:: REQUEST ::
Find every line in the entries below that contains the string "bollard", and copy each such line.

Photo object pointing records

-- Start --

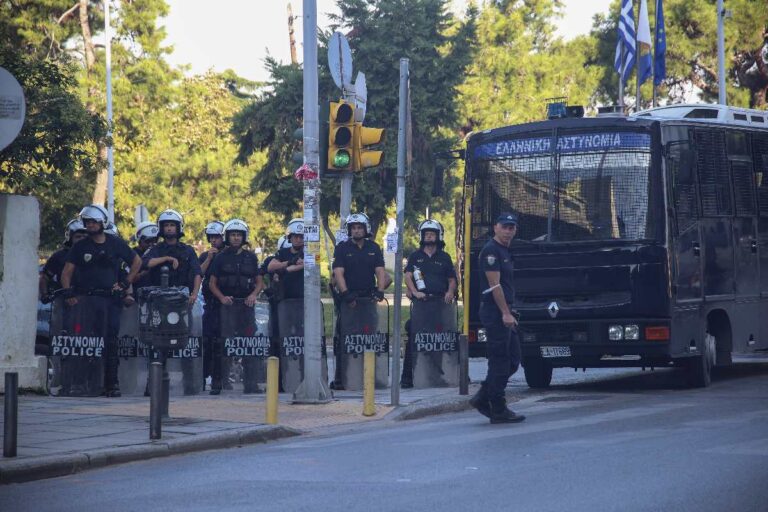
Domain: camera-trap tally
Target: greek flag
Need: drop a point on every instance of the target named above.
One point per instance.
(626, 41)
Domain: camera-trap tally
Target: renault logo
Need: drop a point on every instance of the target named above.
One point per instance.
(553, 309)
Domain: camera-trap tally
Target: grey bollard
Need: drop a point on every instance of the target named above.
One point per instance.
(11, 416)
(155, 400)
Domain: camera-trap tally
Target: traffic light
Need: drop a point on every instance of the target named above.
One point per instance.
(365, 137)
(341, 136)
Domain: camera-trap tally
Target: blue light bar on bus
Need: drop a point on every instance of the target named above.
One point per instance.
(579, 143)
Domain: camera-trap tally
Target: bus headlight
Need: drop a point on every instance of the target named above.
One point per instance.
(631, 332)
(615, 333)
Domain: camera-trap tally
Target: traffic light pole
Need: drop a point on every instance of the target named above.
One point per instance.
(313, 389)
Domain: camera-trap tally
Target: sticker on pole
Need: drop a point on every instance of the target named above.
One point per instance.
(311, 233)
(305, 173)
(12, 108)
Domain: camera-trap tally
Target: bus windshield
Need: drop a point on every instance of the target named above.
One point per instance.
(595, 186)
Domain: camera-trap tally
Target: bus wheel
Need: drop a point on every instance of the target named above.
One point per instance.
(698, 369)
(538, 373)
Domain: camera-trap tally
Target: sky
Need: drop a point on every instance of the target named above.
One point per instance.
(239, 34)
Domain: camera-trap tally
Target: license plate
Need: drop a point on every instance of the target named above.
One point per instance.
(555, 351)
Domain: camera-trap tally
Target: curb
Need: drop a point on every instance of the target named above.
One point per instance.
(38, 468)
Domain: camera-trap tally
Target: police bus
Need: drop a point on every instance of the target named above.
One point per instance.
(643, 240)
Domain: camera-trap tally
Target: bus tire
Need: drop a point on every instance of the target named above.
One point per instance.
(538, 373)
(698, 369)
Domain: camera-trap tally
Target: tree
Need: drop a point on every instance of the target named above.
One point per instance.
(382, 31)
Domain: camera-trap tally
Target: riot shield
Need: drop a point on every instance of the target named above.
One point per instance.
(290, 313)
(435, 343)
(79, 346)
(360, 329)
(245, 334)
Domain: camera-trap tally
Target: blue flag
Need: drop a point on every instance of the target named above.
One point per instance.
(625, 47)
(660, 41)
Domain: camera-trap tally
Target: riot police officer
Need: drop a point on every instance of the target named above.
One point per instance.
(235, 275)
(50, 275)
(428, 273)
(97, 261)
(358, 271)
(500, 322)
(214, 233)
(288, 263)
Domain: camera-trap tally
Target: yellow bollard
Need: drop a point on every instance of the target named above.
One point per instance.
(369, 383)
(272, 389)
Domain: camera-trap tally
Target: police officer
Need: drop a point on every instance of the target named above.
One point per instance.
(428, 273)
(235, 275)
(358, 271)
(500, 322)
(50, 275)
(97, 260)
(288, 263)
(214, 233)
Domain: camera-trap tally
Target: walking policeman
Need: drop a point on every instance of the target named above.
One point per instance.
(428, 273)
(235, 275)
(500, 322)
(214, 233)
(94, 268)
(184, 271)
(358, 270)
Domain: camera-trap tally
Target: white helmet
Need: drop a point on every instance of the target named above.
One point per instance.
(111, 229)
(431, 225)
(358, 218)
(73, 227)
(94, 212)
(171, 216)
(283, 243)
(215, 227)
(147, 229)
(236, 225)
(295, 227)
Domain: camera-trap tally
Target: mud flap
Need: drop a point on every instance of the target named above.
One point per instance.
(435, 344)
(360, 329)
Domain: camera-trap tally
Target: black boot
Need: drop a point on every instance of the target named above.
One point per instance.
(501, 414)
(480, 402)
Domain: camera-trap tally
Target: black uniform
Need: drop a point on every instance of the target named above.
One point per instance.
(97, 269)
(236, 276)
(503, 342)
(436, 270)
(359, 264)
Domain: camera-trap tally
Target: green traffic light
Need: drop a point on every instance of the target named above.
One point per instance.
(341, 159)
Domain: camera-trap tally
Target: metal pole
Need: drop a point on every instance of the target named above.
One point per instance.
(11, 415)
(402, 148)
(110, 155)
(155, 400)
(313, 389)
(721, 97)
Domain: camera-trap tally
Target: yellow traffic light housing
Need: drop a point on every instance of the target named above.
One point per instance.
(364, 137)
(341, 136)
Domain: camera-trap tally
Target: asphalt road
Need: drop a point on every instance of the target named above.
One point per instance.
(623, 442)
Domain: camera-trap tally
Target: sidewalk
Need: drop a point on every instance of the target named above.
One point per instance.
(59, 436)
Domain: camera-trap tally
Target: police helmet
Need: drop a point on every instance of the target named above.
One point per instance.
(431, 225)
(147, 229)
(111, 229)
(171, 216)
(295, 227)
(358, 218)
(236, 225)
(214, 228)
(283, 243)
(73, 226)
(94, 212)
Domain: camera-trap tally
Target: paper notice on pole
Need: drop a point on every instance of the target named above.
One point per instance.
(311, 233)
(391, 240)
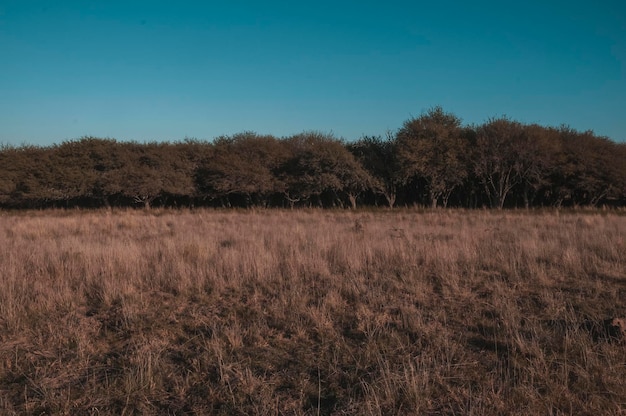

-- End --

:: RESULT OF THE TASK ::
Target: grey bollard
Target: yellow bollard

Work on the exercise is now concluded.